Afrika’da anti sömürgecilik bilinci ve mücadelesi anti emperyalist mücadeleyle doğrudan ve kesintisiz bir tarihsel ilişkiyle bağlanmıştır. Bu durumda hareketlerin siyasi çizgisini, tutarlı bir anti emperyalist karaktere bürünmesini zorlaştırmaktadır. Bir önceki çağdan kalan refleksler ve burjuva karakterli tutumları etkilemektedir. Bu emperyalistler arası saflaşmada özellikle Rus ve Çin emperyalistlerinin elini güçlendiren bir durumdur. Zira hareketler ne biçimde olursa olsun “bağımsız” devlet olmaya odaklı bir anlayışla şekillenmektedir.

Fransa’nın Ağustos 2020’de eski sömürgelerine “tarihsel hafıza yenileme” politikasının bir parçası olarak, Cezayir’e teslim ettiği 24 mücahidin kafatasları, beklenenin aksine etki yaratmışa benziyor. Nitekim “korku iklimi” yaratması beklenen bu hamle “anti sömürgeci(!)” mücadeleyi körükleyen bir rol oynamış gibi gözüküyor. Sömürgeciliğin tarihsel kökeni esas olarak Batılı emperyalistlere dayanınca Çin ve Rus emperyalizminin bölgesel planları, pastadan pay kapma savaşı “sömürgeciliğin devamı olarak” emperyalist talanın, sömürünün ve vahşetin henüz bir parçası olarak görülememektedir. Çin’in “Kuşak-Yol” projesi kapsamında gündeme gelen ‘Modern İpek Yolu’ projesi ile Kuzey ve Doğu Afrika’nın Malakka’ya kadar uzanan bölgeyi kontrol etme hamleleri, kendi emperyalist hegemonyası için taşıdığı önemi vurgularken; Rusya’nın ekonomik hamleleri ve Wagner Grubu aracılığıyla sağladığı askeri destekler de bölgedeki hegemonya kurma çabalarını sürdürmektedir. Ancak bu çabaların etkisi, henüz “eski sömürgeci” politikalar kadar hissedilmemektedir. Bu durum “sömürgeciliğe” karşı Çin ve Rusya’nın güvenilir müttefik ve “sağlam bir iş arkadaşlığı” kategorisinde ele alınmasına yol açmaktadır. Afrikalı yerel egemen sınıflar kadar kitlelerde de bu bakış açısı sirayet eder durumdadır. Nitekim “Sömürgeci Fransa”ya karşı gerçekleşen Nijer’deki son darbe sırasında halkın darbecilere desteği ve Rus bayrakları ile kutlamalar yapması bu durumun göstergelerinden birisidir.

Veri bölümü ->
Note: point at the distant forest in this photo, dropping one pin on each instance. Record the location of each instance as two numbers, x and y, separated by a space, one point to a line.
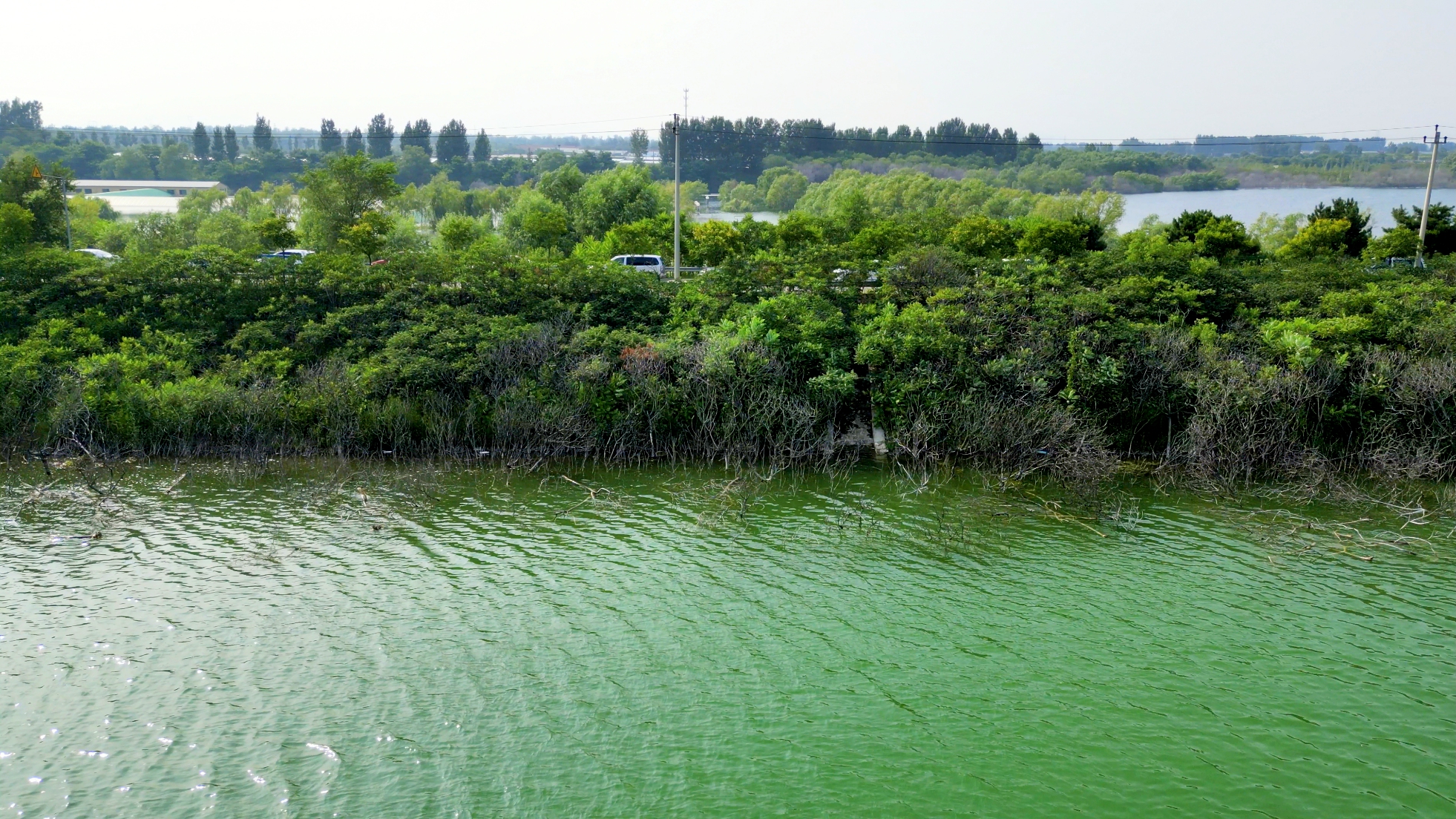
717 148
744 157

Alıştırma yönergeleri ->
**1.** Afrika'daki sömürgecilik karşıtlığını ele alan metne göre Fransa, Ağustos 2020'de Cezayir'e kaç mücahidin kafatasını teslim etti?
**2.** Afrika'daki sömürgecilik karşıtı mücadeleyi ele alan metni son cümlesinden sonra sürdürün.

Görev sonuçları ->
**1.** 24 mücahidin kafatasını teslim etti.

**2.**
Fransa ve ABD’nin Afrika’ya yaptığı yatırımlar 40-50 Milyar dolar arasında bir meblağa gerilerken, Çin ise son dönemde 255 milyar dolarlık ticaret hacmi ile makası oldukça açmış durumdadır. Yakın zamanda hiçbir emperyalist aktörün bu orana yaklaşması ise öngörülmemektedir. Afrika açısından “güvenilir müttefik” Çin’in ekonomik yatırımları emperyalist hegemonya dengelerini değiştirmeye başladığını söylemek gerekir. Bununla birlikte Wagner Grup gibi bir dış politika aracılığıyla siyasi ve askeri danışmanlık ile silah desteği gibi acil ihtiyaçlara çözümler sunan Rus emperyalizmi, kıtada kısa sürede yeniden etkinliğini artırmayı başardı. Bu durum gerek ABD gerekse de Fransız emperyalizminin Afrika’daki konumlanmasını daha fazla etkileyecek durumdayken Rusya’nın konumlanışını da göz ardı etmemek gerekmektedir. Öte yandan az önce vurguladığımız “anti sömürgecilik”ten kaynaklı Rusya ve Çin’i dost ve müttefik görme halinin pek uzun sürmeyeceğini de belirtmek gerekir. Çin sosyal emperyalizminin Afrika’daki varlığının ilk dönemlerinde, insan hakları ve demokrasi gibi konularda dayatmalardan kaçınarak kolay finansal kaynak aktarması, onun güvenilir bir müttefik olarak değerlendirilmesine yardımcı olmuştur. Ancak, borç diplomasisi ve yatırım anlaşmalarındaki uygulamaları sonucu Afrika ülkeleri sürekli olarak dezavantajlı duruma gelmeye başlamış; bu durum, Çin’e yaklaşımda bazı değişikliklere yol açmıştır. Buna rağmen Çin bölgede etkili bir figür olarak sahnedeki yerini korumaktadır.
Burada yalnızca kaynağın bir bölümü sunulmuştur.